======== SOURCE RECORDS ========
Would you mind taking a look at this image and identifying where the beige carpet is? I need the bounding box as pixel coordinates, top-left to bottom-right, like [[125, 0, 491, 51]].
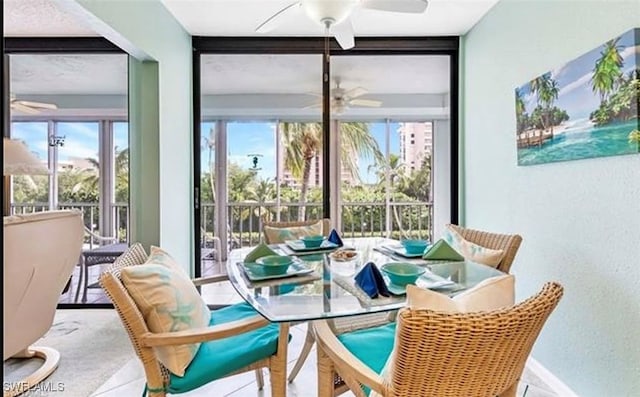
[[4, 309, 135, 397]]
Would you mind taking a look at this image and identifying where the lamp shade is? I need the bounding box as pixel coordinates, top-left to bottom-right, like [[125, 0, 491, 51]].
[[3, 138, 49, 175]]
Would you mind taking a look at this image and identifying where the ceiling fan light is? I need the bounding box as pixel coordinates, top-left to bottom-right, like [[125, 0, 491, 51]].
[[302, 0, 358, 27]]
========
======== SOURCE RECORDS ========
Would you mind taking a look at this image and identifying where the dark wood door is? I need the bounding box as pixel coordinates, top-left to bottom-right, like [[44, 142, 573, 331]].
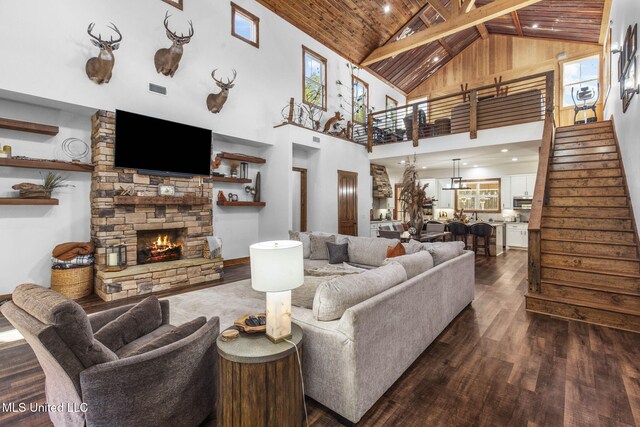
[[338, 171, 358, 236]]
========
======== SOURCE RECORDS ========
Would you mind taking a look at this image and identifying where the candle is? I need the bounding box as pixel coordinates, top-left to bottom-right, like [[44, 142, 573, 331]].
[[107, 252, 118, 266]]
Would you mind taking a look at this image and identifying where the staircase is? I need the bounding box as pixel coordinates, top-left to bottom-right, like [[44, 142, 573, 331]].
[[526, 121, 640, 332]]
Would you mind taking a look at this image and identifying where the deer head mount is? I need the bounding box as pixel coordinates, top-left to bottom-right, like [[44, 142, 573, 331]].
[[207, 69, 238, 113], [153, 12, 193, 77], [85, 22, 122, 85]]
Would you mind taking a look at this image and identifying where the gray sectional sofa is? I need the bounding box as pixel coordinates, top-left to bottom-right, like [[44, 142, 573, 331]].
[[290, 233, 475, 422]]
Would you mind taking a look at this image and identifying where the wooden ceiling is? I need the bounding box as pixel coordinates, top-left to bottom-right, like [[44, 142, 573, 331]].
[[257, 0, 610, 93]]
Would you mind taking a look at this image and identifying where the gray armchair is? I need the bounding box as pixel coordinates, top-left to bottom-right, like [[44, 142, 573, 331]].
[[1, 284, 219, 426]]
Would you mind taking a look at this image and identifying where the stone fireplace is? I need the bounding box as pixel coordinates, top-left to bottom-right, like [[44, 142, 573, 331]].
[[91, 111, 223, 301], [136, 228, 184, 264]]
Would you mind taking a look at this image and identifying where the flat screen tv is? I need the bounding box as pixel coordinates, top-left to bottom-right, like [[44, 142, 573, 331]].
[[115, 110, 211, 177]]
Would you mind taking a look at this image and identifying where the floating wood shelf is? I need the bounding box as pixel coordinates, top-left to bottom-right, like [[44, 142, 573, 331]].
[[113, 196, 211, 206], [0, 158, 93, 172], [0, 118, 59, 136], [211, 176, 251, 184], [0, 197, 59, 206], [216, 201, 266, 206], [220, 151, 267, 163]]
========
**WHAT IS ASKED**.
Copy the material from the line containing "where the staircase" through the line containing "[[526, 121, 640, 332]]", swapping "staircase" for "stairway" and leaving everything else unchanged.

**THE OUTPUT**.
Would you mind taking a look at this image and identifying where the stairway is? I need the bounding box as pixel coordinates, top-left to bottom-right, like [[44, 142, 573, 331]].
[[526, 121, 640, 332]]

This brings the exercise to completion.